(Lines of data)
<<<<

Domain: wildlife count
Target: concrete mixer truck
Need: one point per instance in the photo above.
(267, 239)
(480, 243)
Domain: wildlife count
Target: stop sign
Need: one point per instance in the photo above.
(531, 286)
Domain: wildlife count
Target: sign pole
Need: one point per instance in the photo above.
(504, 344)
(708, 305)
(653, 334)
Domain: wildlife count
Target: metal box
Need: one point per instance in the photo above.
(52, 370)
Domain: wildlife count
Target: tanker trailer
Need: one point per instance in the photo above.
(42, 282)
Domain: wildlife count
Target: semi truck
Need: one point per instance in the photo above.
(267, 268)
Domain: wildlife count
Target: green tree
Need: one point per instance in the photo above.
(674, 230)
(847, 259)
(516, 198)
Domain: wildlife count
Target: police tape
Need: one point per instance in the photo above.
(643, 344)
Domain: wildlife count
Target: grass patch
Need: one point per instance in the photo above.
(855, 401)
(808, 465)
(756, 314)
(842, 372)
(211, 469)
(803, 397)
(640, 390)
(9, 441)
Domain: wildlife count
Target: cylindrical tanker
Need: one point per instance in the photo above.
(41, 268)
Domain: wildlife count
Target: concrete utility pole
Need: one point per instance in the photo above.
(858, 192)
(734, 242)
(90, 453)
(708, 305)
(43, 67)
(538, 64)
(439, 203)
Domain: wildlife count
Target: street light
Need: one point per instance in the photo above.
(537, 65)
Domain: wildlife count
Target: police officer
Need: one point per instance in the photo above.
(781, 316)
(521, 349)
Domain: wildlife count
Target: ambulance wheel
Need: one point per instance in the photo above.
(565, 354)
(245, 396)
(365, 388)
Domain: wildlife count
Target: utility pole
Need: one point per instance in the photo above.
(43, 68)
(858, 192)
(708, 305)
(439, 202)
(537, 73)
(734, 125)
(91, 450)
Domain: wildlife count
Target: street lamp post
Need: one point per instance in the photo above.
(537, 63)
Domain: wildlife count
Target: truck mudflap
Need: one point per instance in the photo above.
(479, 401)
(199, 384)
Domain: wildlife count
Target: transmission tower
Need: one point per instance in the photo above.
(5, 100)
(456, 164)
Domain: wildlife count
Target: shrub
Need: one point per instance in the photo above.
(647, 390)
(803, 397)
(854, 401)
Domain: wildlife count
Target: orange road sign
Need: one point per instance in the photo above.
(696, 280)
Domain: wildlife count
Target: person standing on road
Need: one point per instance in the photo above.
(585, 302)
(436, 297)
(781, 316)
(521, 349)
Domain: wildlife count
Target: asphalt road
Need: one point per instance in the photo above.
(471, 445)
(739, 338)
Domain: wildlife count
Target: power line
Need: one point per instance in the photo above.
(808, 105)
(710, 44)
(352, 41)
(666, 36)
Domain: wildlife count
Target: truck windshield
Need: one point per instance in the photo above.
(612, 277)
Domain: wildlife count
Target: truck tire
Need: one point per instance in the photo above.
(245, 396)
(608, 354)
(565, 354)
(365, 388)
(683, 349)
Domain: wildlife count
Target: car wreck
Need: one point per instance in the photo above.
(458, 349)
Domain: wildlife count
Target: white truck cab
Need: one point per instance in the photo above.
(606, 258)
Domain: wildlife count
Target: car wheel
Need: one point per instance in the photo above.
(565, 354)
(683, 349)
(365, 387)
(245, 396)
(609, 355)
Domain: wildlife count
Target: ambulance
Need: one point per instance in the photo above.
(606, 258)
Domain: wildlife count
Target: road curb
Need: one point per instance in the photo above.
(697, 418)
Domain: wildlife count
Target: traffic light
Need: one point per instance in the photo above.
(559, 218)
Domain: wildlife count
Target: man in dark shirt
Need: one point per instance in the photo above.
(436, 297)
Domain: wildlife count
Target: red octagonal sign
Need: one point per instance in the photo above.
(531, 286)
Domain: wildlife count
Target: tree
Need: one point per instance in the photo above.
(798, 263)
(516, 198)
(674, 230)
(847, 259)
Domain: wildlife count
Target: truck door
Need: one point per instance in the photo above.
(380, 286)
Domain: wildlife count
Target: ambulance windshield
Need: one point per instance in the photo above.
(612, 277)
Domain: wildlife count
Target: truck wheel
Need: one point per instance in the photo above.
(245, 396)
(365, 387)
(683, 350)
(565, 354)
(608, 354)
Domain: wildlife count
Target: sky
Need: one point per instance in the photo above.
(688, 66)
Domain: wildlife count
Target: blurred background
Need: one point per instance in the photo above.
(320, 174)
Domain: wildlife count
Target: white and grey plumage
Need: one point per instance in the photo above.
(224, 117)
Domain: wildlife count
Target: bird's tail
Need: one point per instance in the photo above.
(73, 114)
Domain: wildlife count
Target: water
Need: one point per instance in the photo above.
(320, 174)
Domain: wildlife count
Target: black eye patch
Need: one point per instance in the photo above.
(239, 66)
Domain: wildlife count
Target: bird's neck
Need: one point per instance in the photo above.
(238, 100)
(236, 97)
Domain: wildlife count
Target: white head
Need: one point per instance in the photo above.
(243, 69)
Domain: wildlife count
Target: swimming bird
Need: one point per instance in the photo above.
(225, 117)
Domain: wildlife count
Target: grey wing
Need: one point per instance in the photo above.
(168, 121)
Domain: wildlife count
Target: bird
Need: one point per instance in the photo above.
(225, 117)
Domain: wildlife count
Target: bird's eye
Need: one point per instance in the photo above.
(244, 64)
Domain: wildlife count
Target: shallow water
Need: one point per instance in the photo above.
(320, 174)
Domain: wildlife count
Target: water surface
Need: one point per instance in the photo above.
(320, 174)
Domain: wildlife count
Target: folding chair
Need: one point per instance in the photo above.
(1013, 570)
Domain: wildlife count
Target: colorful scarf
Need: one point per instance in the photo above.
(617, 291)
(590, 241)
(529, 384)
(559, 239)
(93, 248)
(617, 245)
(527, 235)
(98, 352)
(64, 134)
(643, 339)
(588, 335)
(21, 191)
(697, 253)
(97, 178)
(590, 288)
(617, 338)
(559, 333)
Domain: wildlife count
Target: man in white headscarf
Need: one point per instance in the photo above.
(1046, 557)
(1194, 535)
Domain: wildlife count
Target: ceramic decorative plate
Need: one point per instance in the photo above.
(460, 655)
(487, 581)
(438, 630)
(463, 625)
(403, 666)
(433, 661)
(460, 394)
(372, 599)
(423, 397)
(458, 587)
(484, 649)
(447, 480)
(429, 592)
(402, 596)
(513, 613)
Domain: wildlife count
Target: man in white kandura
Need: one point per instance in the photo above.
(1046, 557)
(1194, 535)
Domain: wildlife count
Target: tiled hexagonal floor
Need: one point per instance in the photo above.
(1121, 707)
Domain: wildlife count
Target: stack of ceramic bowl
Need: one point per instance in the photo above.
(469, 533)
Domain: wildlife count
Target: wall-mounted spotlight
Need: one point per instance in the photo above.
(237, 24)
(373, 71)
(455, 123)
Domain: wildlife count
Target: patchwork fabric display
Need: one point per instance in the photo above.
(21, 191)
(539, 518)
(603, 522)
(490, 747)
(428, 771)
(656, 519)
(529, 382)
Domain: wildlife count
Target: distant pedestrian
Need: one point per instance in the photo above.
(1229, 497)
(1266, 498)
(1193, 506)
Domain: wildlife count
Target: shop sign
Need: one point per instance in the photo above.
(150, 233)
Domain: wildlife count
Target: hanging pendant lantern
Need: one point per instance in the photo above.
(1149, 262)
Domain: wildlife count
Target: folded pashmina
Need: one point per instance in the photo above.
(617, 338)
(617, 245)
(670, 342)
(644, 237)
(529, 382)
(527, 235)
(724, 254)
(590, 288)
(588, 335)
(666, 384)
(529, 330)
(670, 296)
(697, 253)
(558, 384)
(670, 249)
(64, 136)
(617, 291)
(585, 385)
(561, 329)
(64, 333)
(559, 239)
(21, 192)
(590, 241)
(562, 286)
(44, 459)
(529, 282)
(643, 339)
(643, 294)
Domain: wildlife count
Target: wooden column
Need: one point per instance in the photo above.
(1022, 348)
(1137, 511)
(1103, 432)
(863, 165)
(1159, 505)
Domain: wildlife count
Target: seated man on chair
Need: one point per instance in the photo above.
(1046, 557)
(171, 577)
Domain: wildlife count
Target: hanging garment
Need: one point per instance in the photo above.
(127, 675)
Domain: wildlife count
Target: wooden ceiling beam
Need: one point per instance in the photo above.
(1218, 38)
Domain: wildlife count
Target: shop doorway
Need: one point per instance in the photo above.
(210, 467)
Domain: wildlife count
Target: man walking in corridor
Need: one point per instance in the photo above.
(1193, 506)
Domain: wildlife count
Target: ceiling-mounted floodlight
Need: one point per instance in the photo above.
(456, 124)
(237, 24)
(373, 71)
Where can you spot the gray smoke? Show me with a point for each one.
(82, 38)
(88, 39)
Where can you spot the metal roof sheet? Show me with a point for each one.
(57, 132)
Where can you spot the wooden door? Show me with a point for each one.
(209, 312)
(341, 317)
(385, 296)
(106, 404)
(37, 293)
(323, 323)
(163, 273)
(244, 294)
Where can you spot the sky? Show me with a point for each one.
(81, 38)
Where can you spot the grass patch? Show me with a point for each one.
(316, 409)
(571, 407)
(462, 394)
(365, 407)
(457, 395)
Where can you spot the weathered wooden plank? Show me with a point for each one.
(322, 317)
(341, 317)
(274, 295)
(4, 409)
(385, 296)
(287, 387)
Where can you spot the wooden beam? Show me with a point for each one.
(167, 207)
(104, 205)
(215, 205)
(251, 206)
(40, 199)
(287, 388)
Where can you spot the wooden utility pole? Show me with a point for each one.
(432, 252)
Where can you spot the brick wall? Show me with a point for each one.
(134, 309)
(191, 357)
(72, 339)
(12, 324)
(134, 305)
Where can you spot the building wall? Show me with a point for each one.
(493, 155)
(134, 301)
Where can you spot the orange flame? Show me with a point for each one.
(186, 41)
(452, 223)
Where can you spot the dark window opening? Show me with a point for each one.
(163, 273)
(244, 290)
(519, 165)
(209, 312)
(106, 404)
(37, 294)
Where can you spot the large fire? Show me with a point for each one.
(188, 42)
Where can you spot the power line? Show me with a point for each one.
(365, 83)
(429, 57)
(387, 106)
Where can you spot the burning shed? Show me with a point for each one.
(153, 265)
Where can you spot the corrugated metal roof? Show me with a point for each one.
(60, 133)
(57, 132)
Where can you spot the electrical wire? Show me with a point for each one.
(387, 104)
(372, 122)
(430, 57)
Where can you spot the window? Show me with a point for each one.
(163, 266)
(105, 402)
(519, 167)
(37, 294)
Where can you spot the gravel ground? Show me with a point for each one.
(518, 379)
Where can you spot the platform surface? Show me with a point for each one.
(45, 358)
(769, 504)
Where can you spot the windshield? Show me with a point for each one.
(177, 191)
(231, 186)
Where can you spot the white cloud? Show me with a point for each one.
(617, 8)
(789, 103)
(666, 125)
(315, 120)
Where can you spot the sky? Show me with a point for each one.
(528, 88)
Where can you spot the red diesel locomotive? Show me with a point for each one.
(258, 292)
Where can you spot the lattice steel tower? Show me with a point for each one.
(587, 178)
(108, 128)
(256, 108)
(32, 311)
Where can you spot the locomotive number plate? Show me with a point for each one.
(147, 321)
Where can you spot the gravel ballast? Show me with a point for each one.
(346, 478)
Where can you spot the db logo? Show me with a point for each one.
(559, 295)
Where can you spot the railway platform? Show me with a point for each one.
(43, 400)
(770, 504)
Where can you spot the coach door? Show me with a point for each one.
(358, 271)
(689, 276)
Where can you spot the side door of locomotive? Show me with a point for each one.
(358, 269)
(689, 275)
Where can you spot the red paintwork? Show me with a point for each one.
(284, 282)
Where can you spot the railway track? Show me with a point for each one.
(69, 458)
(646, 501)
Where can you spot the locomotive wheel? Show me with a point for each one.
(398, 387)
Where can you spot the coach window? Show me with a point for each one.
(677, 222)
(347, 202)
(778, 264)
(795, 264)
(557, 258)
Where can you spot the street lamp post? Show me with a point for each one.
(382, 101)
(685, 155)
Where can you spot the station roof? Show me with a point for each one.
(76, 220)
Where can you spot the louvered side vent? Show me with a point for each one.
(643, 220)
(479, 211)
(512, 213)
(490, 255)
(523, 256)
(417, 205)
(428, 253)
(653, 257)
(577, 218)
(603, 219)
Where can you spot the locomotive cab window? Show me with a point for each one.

>>>>

* [Goal]:
Retype only the lines running from the line with "Where can you spot the railway platform?" to the end of the listing, including both of those lines.

* [Solved exercise]:
Where can you spot the railway platform? Show me with a point for each one.
(43, 400)
(770, 504)
Where can you spot the coach door? Show me with a point for each one.
(358, 271)
(689, 276)
Where can you spot the side door of locomotive? Show me with a point for each one.
(358, 269)
(689, 275)
Where can you spot the red paintwork? Show me with a point for each one.
(284, 282)
Where can you spot the railway track? Show me with a point for each one.
(69, 458)
(646, 501)
Where can you spot the locomotive wheel? Show me with a point for each one.
(398, 387)
Where can you spot the coach window? Show me with a point for each one.
(677, 222)
(347, 202)
(778, 264)
(795, 264)
(557, 258)
Where can you spot the street lamp post? Show me with a point for each one.
(382, 101)
(685, 155)
Where can you spot the station roof? Show me with a point for each one.
(76, 220)
Where can you spot the louvered side vent? Show me with a point for each one.
(643, 220)
(479, 211)
(512, 213)
(490, 255)
(523, 256)
(417, 205)
(428, 253)
(653, 257)
(577, 218)
(603, 219)
Where can you spot the locomotive cab window? Show me with a point for each one.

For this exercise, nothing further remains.